- **Record extracts**
□ □ □ □ □

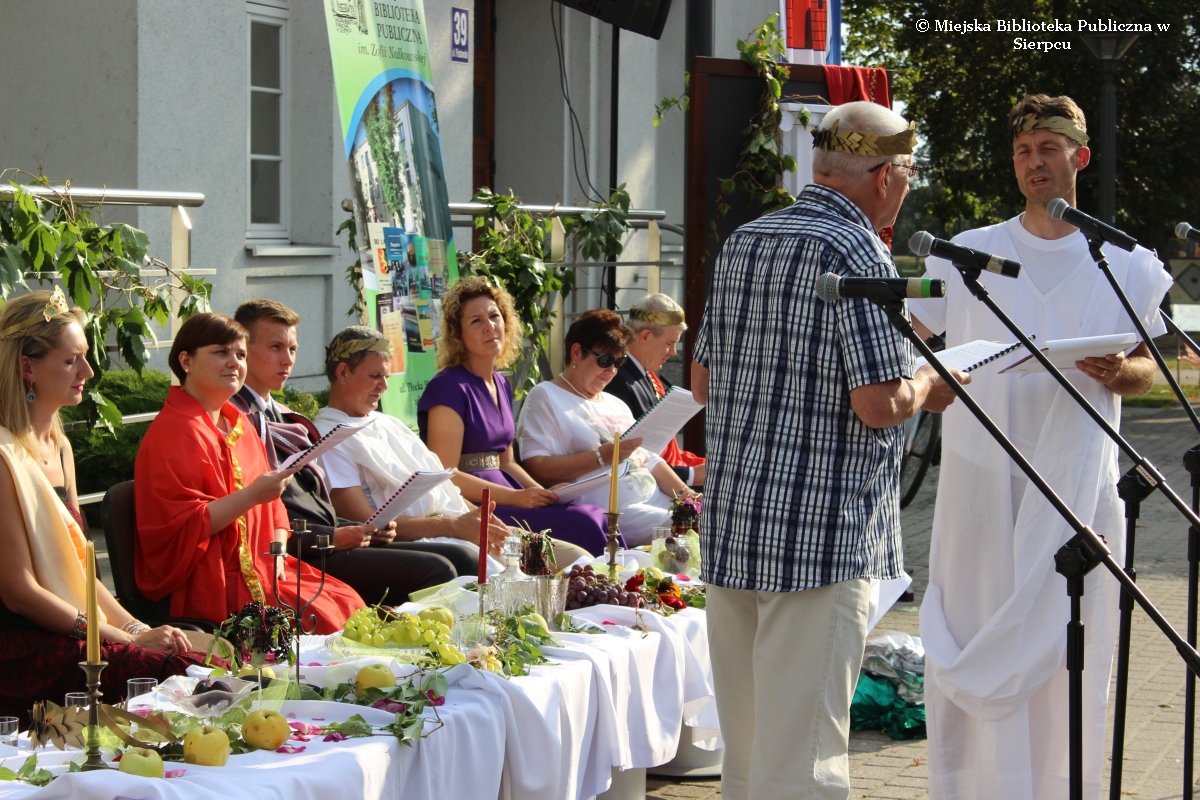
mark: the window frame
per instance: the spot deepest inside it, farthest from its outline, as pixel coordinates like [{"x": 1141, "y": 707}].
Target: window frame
[{"x": 279, "y": 18}]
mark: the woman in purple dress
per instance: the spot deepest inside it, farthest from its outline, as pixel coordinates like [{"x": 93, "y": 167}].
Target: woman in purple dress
[{"x": 466, "y": 416}]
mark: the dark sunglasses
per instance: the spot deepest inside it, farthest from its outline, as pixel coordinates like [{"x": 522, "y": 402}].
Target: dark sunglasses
[{"x": 607, "y": 359}]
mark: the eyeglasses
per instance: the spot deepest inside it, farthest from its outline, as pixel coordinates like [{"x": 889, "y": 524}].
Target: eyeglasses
[
  {"x": 912, "y": 170},
  {"x": 607, "y": 359}
]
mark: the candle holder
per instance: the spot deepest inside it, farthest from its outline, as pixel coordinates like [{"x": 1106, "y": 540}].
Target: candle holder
[
  {"x": 304, "y": 626},
  {"x": 613, "y": 542},
  {"x": 94, "y": 761}
]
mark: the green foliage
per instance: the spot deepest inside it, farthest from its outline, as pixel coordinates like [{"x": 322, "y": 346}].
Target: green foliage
[
  {"x": 514, "y": 247},
  {"x": 959, "y": 89},
  {"x": 381, "y": 124},
  {"x": 101, "y": 269}
]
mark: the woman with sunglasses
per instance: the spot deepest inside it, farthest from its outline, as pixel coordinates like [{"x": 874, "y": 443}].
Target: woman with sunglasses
[
  {"x": 568, "y": 426},
  {"x": 466, "y": 416}
]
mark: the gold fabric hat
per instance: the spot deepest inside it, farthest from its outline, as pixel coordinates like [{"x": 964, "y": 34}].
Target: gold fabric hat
[
  {"x": 865, "y": 144},
  {"x": 657, "y": 317},
  {"x": 342, "y": 349},
  {"x": 57, "y": 305},
  {"x": 1062, "y": 125}
]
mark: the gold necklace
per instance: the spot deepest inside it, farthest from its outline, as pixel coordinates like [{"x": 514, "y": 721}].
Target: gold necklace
[{"x": 565, "y": 380}]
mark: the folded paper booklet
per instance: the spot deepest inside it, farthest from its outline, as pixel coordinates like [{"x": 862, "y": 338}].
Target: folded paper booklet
[
  {"x": 664, "y": 420},
  {"x": 972, "y": 355},
  {"x": 1065, "y": 353},
  {"x": 412, "y": 491},
  {"x": 339, "y": 434},
  {"x": 573, "y": 492}
]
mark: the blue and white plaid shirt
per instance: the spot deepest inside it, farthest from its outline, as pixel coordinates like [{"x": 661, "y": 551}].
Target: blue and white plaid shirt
[{"x": 799, "y": 493}]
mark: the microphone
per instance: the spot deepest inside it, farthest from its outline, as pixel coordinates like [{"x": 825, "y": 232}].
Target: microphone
[
  {"x": 832, "y": 288},
  {"x": 1092, "y": 228},
  {"x": 924, "y": 244},
  {"x": 1183, "y": 230}
]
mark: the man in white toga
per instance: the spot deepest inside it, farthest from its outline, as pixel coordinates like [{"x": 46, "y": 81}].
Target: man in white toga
[{"x": 995, "y": 614}]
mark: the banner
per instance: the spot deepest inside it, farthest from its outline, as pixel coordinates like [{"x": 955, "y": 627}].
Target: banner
[{"x": 390, "y": 136}]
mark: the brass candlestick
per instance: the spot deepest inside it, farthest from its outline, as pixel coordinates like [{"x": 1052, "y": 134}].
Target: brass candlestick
[
  {"x": 613, "y": 542},
  {"x": 94, "y": 761}
]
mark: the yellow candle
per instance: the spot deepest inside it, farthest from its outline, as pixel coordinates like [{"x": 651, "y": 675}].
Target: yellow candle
[
  {"x": 612, "y": 480},
  {"x": 93, "y": 608}
]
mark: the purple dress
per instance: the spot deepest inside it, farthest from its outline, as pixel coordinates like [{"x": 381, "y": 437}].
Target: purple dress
[{"x": 489, "y": 427}]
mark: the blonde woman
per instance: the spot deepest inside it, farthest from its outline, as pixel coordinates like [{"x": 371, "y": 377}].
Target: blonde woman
[
  {"x": 43, "y": 366},
  {"x": 466, "y": 416}
]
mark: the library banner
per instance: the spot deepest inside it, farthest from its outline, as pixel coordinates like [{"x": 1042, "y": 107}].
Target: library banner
[{"x": 393, "y": 149}]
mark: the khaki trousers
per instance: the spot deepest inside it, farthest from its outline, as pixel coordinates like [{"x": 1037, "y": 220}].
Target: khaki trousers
[{"x": 785, "y": 666}]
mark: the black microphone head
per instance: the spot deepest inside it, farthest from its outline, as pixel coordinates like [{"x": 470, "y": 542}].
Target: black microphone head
[
  {"x": 827, "y": 287},
  {"x": 921, "y": 242}
]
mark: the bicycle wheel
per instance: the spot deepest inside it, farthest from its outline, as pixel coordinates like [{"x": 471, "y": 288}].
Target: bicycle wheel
[{"x": 919, "y": 451}]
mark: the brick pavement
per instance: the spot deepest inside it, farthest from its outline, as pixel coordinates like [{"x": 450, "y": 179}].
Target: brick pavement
[{"x": 883, "y": 768}]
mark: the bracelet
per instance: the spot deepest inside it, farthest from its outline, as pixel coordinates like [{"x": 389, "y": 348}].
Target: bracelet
[
  {"x": 135, "y": 627},
  {"x": 79, "y": 631}
]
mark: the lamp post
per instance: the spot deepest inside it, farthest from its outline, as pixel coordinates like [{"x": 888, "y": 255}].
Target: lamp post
[{"x": 1108, "y": 49}]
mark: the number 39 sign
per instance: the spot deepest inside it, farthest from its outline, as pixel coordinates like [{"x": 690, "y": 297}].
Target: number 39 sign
[{"x": 460, "y": 35}]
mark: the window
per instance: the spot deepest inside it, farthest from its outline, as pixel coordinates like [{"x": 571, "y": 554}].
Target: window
[{"x": 268, "y": 136}]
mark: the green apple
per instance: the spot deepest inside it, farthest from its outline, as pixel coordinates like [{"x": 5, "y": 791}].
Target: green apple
[
  {"x": 268, "y": 729},
  {"x": 139, "y": 761},
  {"x": 373, "y": 677},
  {"x": 205, "y": 747},
  {"x": 438, "y": 614}
]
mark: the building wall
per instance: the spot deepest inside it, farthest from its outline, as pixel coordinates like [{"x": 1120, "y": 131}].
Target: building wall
[{"x": 71, "y": 90}]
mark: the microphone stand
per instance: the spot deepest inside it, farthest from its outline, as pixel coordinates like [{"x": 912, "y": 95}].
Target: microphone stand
[
  {"x": 1077, "y": 558},
  {"x": 1192, "y": 462}
]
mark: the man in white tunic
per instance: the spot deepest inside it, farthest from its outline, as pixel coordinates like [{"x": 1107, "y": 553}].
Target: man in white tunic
[{"x": 995, "y": 613}]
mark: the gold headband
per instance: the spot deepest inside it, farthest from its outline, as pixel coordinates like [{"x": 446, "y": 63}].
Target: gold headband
[
  {"x": 57, "y": 305},
  {"x": 341, "y": 350},
  {"x": 657, "y": 317},
  {"x": 865, "y": 144},
  {"x": 1057, "y": 124}
]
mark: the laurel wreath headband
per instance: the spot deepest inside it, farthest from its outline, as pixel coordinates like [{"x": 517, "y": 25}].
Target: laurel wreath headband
[
  {"x": 865, "y": 144},
  {"x": 1057, "y": 124}
]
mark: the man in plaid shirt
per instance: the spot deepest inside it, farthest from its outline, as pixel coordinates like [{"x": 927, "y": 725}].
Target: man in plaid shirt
[{"x": 802, "y": 504}]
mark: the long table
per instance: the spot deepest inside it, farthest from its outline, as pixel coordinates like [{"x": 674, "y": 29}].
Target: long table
[{"x": 616, "y": 701}]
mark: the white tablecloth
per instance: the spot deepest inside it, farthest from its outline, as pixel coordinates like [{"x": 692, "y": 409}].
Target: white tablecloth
[{"x": 615, "y": 701}]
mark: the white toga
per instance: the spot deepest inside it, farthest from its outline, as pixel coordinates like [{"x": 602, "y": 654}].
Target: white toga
[{"x": 994, "y": 617}]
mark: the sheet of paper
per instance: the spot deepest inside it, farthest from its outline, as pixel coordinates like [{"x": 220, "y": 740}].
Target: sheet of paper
[
  {"x": 413, "y": 489},
  {"x": 1065, "y": 353},
  {"x": 327, "y": 443},
  {"x": 573, "y": 492},
  {"x": 665, "y": 419}
]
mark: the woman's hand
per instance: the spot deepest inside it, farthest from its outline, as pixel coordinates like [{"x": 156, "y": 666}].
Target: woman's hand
[
  {"x": 352, "y": 537},
  {"x": 534, "y": 498},
  {"x": 269, "y": 486},
  {"x": 163, "y": 638},
  {"x": 627, "y": 449}
]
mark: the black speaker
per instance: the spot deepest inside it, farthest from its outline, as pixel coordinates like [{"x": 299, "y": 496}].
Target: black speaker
[{"x": 645, "y": 17}]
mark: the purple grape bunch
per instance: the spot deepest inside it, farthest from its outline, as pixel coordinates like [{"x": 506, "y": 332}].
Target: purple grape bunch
[{"x": 585, "y": 589}]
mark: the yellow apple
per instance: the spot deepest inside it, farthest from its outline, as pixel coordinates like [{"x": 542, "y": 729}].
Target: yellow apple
[
  {"x": 265, "y": 729},
  {"x": 205, "y": 747},
  {"x": 373, "y": 677},
  {"x": 139, "y": 761},
  {"x": 438, "y": 614}
]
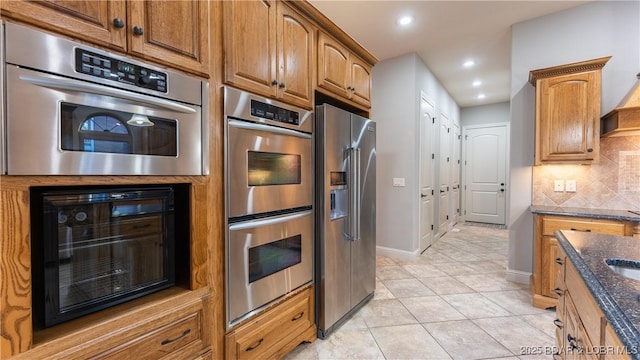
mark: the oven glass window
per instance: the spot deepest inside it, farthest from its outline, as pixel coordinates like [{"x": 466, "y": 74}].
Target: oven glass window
[
  {"x": 270, "y": 258},
  {"x": 267, "y": 168},
  {"x": 91, "y": 129}
]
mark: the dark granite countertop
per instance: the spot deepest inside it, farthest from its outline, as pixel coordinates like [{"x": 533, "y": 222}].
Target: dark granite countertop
[
  {"x": 617, "y": 296},
  {"x": 586, "y": 212}
]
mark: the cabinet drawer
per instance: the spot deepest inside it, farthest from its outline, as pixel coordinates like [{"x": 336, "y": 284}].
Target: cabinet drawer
[
  {"x": 164, "y": 340},
  {"x": 264, "y": 336},
  {"x": 590, "y": 315},
  {"x": 611, "y": 227}
]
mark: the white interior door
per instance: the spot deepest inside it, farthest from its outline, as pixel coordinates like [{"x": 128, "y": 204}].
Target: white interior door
[
  {"x": 427, "y": 163},
  {"x": 444, "y": 169},
  {"x": 454, "y": 208},
  {"x": 485, "y": 174}
]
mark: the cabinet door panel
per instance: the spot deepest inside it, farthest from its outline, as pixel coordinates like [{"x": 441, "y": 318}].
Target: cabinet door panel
[
  {"x": 360, "y": 82},
  {"x": 175, "y": 32},
  {"x": 333, "y": 65},
  {"x": 568, "y": 109},
  {"x": 295, "y": 57},
  {"x": 250, "y": 45},
  {"x": 91, "y": 19},
  {"x": 549, "y": 266}
]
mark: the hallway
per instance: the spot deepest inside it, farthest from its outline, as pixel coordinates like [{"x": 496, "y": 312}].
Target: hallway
[{"x": 453, "y": 302}]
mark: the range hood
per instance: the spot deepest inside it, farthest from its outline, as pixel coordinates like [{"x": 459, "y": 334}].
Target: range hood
[{"x": 625, "y": 118}]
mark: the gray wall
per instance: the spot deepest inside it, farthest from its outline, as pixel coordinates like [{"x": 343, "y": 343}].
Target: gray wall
[
  {"x": 397, "y": 85},
  {"x": 485, "y": 114},
  {"x": 593, "y": 30}
]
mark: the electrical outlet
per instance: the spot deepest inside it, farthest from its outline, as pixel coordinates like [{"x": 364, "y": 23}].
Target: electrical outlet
[
  {"x": 558, "y": 185},
  {"x": 398, "y": 182}
]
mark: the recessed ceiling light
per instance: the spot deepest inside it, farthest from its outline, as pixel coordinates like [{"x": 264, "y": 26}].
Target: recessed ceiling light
[{"x": 405, "y": 20}]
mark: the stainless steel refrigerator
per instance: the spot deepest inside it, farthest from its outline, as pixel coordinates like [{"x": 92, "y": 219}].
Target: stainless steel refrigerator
[{"x": 345, "y": 208}]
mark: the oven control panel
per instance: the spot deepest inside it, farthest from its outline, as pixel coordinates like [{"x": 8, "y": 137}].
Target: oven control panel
[
  {"x": 105, "y": 67},
  {"x": 275, "y": 113}
]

□ □ □ □ □

Take the entries above and return only the lines from the one with "mark: the sheet of paper" to the one with "mark: the yellow apple", both included, unchanged.

- **Response to the exercise**
mark: the sheet of paper
per instance: the spot deepest inside it, farthest from its outline, as pixel coordinates like [{"x": 220, "y": 740}].
Target: sheet of paper
[
  {"x": 413, "y": 489},
  {"x": 1065, "y": 353},
  {"x": 327, "y": 443},
  {"x": 573, "y": 492},
  {"x": 665, "y": 419}
]
mark: the woman's hand
per instance: the spot deepest inside it, farthest from its outline, as pixel coordinates like [{"x": 156, "y": 666}].
Target: woman's hand
[
  {"x": 352, "y": 537},
  {"x": 534, "y": 498},
  {"x": 269, "y": 486},
  {"x": 163, "y": 638},
  {"x": 627, "y": 449}
]
mark: the black speaker
per instance: the spot deepest inside it, farthest from its outline, as pixel coordinates like [{"x": 299, "y": 496}].
Target: black speaker
[{"x": 645, "y": 17}]
mark: the purple grape bunch
per instance: the spot deepest inside it, farthest from its outline, as pixel coordinates like [{"x": 506, "y": 332}].
Target: purple grape bunch
[{"x": 585, "y": 589}]
mark: the yellow apple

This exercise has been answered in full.